* _REQUIRED ACTIONS_
1. In the pandas thread, which parameter does the reply say to pass to read_csv so that commas are read as decimal separators?
2. Please reproduce the pandas thread starting with "Reputation: 919" and going on through "it? Thank you!".

* _EXERCISE TEXT_
··········

Reputation: 919
I have a large csv (~20 mil rows) and I'd like to convert one column from string to float. I do this way:
df['sale']=df['sale'].str.replace(",", ".").astype('float32')
and sale looks like:
86,2600
20,2800
123,5000
30,7500
8,3600
The command seems unstable, i.e sometimes gives the following memory error:
MemoryError Traceback (most recent call last) in () ----> 1 df['sale']=df['sale'].str.replace(",", ".").astype('float32');
What is exactly this error and how can I fix it? Thank you!
Upvotes: 1
Views: 616
Reputation: 394199
Rather than converting after loading which is a memory intensive operation. You can specify that the decimal separator is European style by passing the param decimal=','
to read_csv
:
pd.read_csv(FILENAME, decimal=',')
Example:
In[24]:
t="""data
86,2600
20,2800
123,5000
30,7500
8,3600"""
df = pd.read_csv(io.StringIO(t), decimal=',', sep=';')

··········

* _RAW DATA_
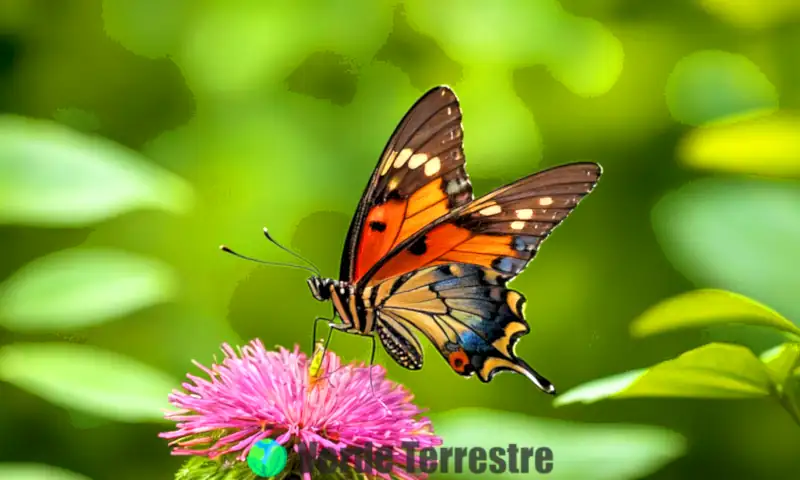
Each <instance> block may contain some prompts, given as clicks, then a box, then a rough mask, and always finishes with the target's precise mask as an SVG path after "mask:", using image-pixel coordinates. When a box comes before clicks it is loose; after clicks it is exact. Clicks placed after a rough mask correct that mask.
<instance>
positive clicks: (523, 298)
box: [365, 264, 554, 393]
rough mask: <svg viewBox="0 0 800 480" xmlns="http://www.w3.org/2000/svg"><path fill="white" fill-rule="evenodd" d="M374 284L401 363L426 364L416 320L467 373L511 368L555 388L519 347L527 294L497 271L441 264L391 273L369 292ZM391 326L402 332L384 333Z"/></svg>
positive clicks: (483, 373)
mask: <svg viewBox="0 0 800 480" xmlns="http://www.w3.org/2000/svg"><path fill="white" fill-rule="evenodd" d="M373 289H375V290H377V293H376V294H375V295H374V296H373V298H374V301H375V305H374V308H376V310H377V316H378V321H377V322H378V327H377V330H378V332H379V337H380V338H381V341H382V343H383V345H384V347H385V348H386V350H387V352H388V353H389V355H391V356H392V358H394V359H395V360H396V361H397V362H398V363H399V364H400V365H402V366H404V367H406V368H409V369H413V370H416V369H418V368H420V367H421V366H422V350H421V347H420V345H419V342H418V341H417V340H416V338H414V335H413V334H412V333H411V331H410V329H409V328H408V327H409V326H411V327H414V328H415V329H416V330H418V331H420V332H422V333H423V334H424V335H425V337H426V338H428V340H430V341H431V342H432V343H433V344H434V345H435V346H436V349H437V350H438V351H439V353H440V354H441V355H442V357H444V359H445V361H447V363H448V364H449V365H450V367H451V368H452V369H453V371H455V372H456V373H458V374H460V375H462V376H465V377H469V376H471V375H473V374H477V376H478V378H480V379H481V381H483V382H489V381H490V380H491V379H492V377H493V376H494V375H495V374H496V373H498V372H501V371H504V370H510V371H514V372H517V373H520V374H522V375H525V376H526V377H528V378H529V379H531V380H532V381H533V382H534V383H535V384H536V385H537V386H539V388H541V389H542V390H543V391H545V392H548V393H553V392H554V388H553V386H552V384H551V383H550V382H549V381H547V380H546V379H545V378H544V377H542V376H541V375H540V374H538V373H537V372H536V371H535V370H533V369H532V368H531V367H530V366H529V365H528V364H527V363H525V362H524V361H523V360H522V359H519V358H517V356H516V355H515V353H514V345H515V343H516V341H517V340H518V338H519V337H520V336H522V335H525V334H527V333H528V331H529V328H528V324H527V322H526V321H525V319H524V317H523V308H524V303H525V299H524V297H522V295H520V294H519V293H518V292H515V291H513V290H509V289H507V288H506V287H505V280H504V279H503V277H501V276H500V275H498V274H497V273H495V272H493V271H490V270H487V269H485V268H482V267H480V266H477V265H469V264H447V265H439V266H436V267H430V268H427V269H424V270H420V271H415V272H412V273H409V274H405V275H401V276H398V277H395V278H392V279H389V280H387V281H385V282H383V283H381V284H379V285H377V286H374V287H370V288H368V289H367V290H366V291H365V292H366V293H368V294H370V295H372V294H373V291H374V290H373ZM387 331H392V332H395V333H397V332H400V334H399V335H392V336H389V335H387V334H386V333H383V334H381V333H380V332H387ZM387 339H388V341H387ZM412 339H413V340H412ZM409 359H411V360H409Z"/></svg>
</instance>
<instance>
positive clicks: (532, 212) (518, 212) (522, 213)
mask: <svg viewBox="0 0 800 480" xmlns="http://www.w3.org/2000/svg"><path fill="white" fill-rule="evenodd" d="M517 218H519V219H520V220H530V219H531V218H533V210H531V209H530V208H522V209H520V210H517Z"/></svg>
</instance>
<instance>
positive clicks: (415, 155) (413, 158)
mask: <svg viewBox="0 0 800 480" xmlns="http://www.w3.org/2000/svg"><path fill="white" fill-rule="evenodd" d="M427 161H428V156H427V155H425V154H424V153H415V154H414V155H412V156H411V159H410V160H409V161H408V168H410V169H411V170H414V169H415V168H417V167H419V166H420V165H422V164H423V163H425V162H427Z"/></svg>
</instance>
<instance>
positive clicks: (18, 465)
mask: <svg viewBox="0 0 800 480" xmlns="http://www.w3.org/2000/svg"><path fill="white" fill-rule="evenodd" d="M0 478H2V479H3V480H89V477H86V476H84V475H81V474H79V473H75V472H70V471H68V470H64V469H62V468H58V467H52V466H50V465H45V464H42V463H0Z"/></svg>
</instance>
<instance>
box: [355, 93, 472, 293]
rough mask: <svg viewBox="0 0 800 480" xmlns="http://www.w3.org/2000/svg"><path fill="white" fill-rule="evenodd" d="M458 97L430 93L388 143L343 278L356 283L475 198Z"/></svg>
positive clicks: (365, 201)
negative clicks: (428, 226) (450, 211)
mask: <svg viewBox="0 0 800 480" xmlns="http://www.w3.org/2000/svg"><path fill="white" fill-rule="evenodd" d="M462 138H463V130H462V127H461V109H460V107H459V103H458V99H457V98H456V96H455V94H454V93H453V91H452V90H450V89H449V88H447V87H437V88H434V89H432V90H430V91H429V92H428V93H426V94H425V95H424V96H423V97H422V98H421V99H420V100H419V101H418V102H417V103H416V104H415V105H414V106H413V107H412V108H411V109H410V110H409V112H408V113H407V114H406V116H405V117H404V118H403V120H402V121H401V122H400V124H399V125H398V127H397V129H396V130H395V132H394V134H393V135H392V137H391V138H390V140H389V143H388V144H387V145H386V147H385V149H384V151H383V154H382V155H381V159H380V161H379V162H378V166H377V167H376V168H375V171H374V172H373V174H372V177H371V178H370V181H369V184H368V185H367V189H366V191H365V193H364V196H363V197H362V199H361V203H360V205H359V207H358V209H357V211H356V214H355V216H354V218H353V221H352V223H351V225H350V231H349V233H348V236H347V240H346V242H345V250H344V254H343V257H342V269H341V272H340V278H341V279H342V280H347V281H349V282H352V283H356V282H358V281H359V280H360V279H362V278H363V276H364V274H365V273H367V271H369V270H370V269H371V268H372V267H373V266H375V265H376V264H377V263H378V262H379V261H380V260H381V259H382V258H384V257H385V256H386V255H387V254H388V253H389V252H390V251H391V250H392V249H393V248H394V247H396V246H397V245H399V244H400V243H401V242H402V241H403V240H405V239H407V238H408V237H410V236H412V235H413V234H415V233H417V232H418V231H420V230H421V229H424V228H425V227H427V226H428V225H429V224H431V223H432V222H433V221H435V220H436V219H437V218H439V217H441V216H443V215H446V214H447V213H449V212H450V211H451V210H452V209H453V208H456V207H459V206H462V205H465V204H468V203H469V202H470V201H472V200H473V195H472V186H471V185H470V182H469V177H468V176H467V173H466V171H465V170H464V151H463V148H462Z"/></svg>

··········

* _ANSWERS TO THE EXERCISE_
1. decimal=','

2.
Reputation: 919
I have a large csv (~20 mil rows) and I'd like to convert one column from string to float. I do this way:
df['sale']=df['sale'].str.replace(",", ".").astype('float32')
and sale looks like:
86,2600
20,2800
123,5000
30,7500
8,3600
The command seems unstable, i.e sometimes gives the following memory error:
MemoryError Traceback (most recent call last) in () ----> 1 df['sale']=df['sale'].str.replace(",", ".").astype('float32');
What is exactly this error and how can I fix it? Thank you!